[Task material]
--- START ---
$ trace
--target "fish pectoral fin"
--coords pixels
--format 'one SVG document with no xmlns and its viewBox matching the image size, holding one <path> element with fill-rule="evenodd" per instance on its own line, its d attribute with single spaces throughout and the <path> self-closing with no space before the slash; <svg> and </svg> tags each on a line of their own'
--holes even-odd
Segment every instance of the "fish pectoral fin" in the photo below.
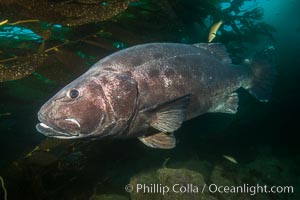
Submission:
<svg viewBox="0 0 300 200">
<path fill-rule="evenodd" d="M 185 112 L 191 95 L 185 95 L 143 111 L 148 115 L 151 127 L 166 133 L 177 130 L 185 120 Z"/>
<path fill-rule="evenodd" d="M 146 146 L 158 149 L 172 149 L 176 146 L 176 138 L 173 133 L 160 132 L 154 135 L 139 137 Z"/>
<path fill-rule="evenodd" d="M 210 109 L 209 112 L 235 114 L 239 107 L 238 103 L 238 94 L 234 92 L 228 95 L 220 104 Z"/>
</svg>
--- END ---
[Task brief] Give back the whole listing exactly as it stands. No pictures belong in the copy.

[Task result]
$ trace
--target "fish pectoral fin"
--coords pixels
--format 'one SVG document with no xmlns and its viewBox matching the image size, holding one <path> element with fill-rule="evenodd" per instance on its own line, its d attribute with single spaces throughout and the <path> self-closing with no space before the slash; <svg> and </svg> tags each on a line of their own'
--holes even-odd
Segment every instance of the "fish pectoral fin" in the photo below.
Submission:
<svg viewBox="0 0 300 200">
<path fill-rule="evenodd" d="M 185 112 L 191 95 L 185 95 L 143 111 L 148 115 L 151 127 L 166 133 L 177 130 L 185 120 Z"/>
<path fill-rule="evenodd" d="M 146 146 L 158 149 L 172 149 L 176 146 L 176 138 L 173 133 L 160 132 L 154 135 L 139 137 Z"/>
<path fill-rule="evenodd" d="M 210 109 L 209 112 L 235 114 L 239 107 L 238 103 L 238 94 L 234 92 L 228 95 L 220 104 Z"/>
</svg>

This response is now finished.